* **Written exercise**
Rewrite the listing from the line containing "wheel and report the position of each." through its final line, swapping "utility pole" for "telephone pole" and leaving everything else unchanged.

Excerpts from point annotation data:

******

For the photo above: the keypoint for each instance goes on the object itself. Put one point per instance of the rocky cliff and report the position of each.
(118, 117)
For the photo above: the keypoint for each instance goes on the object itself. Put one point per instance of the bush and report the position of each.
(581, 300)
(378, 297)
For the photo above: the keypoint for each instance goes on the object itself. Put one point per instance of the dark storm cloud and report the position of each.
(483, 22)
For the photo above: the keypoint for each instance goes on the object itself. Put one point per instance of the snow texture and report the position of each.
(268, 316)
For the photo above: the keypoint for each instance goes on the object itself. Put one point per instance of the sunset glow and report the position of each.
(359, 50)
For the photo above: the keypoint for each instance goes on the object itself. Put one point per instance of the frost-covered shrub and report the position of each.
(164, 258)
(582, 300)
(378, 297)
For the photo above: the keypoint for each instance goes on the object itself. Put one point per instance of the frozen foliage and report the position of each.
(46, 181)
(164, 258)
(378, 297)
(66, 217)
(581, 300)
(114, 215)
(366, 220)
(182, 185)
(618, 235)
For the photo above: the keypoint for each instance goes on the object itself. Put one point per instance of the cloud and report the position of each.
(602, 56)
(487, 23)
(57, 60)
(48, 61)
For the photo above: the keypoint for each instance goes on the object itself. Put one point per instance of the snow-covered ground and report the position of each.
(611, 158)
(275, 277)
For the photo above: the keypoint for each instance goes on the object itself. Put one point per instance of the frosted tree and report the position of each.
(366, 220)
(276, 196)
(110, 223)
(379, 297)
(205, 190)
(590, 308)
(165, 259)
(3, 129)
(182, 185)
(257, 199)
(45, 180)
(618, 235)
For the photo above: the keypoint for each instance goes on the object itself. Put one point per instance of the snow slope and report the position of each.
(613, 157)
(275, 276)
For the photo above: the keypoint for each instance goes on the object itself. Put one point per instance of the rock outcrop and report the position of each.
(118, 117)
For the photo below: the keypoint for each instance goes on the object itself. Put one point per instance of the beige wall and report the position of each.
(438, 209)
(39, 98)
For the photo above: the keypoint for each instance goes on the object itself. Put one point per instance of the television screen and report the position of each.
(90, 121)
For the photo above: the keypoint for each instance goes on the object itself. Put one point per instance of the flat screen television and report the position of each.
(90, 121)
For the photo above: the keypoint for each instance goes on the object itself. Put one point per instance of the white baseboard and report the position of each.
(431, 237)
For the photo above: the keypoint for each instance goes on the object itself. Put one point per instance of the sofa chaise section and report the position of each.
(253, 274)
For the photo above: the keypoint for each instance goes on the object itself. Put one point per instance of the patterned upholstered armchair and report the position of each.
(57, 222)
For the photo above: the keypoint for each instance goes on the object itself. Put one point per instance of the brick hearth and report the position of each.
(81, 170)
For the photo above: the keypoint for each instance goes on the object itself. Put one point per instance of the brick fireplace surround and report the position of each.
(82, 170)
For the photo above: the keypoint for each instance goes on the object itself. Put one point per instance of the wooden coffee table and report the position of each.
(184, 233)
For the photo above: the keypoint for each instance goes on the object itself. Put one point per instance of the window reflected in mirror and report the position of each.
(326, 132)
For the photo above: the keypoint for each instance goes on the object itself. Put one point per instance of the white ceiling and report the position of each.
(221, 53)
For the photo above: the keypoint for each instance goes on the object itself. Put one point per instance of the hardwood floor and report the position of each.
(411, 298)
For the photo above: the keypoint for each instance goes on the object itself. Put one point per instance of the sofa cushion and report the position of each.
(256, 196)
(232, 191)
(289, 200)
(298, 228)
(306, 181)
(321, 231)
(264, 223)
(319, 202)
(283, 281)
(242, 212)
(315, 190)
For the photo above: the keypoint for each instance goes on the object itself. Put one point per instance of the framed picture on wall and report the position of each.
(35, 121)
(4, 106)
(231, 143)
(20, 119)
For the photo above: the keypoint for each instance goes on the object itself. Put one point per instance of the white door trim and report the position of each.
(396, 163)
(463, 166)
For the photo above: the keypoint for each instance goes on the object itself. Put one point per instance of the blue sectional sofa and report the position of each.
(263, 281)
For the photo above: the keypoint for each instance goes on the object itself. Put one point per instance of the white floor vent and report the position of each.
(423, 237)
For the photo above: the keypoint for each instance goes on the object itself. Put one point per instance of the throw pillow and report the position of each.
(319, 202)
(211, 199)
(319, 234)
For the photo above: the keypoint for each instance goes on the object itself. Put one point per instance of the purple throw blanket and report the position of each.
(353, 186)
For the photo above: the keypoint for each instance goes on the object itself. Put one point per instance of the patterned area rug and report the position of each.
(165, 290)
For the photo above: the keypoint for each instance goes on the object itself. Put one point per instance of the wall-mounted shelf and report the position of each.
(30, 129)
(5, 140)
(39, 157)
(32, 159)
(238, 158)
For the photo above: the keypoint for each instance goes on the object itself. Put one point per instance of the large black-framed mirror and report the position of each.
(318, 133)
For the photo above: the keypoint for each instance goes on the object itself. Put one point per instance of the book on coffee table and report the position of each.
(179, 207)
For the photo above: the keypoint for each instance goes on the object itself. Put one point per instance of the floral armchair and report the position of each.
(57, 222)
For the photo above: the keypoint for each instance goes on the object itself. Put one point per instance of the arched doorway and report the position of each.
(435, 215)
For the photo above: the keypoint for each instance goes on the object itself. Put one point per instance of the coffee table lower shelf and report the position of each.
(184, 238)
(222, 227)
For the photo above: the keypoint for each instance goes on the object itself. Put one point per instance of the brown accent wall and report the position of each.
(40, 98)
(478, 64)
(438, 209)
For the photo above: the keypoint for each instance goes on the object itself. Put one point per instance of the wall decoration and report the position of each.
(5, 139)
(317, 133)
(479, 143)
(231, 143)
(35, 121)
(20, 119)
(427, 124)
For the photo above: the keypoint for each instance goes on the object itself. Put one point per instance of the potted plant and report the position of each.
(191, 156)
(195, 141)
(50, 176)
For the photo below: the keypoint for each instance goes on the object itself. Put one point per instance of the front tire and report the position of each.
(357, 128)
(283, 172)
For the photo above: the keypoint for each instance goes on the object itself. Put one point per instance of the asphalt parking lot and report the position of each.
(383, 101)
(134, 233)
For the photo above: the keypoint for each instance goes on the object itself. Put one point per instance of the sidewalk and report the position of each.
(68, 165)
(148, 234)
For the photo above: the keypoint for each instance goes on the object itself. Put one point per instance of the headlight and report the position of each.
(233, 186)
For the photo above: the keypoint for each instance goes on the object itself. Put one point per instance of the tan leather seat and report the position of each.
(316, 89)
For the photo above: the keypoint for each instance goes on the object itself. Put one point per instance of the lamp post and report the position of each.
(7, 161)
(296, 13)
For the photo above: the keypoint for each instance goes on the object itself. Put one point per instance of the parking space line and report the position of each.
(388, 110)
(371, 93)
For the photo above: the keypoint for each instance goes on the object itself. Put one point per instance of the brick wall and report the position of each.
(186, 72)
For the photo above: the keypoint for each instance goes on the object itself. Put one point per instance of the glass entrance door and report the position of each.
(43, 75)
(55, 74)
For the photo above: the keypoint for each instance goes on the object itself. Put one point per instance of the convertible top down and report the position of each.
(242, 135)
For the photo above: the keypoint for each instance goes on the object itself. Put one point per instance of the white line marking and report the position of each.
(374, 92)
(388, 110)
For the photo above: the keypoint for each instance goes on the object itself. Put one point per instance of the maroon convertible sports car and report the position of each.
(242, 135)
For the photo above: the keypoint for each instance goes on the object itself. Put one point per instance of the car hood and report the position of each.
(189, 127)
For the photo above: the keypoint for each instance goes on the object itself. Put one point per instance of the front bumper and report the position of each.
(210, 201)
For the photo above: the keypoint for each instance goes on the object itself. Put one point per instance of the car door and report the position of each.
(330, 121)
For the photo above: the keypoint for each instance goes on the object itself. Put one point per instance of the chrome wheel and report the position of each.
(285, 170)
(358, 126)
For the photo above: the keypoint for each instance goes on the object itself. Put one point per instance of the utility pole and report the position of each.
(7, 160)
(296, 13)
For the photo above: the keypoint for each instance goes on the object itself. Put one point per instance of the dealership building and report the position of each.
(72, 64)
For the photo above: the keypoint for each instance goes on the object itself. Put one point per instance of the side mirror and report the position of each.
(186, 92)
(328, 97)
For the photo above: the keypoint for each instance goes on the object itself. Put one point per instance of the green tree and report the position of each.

******

* **Answer**
For the photo above: the keypoint for each instance goes on the object itself. Put one point per instance of the chrome wheel and report the position of each.
(285, 170)
(358, 126)
For the photo above: the keypoint for each instance goes on the object itself. Put one point per instance of the telephone pole and report the position of each.
(7, 160)
(296, 13)
For the photo above: the keypoint for each instance goes on the object itself. Put one point per instance of the dealership building and report the position of each.
(72, 64)
For the photo above: the keypoint for each instance goes on the object itself. Put one point per instance of the side mirror and report the position of each.
(186, 92)
(328, 97)
For the photo above: the keypoint for each instance goes on the object itself. Put one point per instance of the green tree and report the position of each.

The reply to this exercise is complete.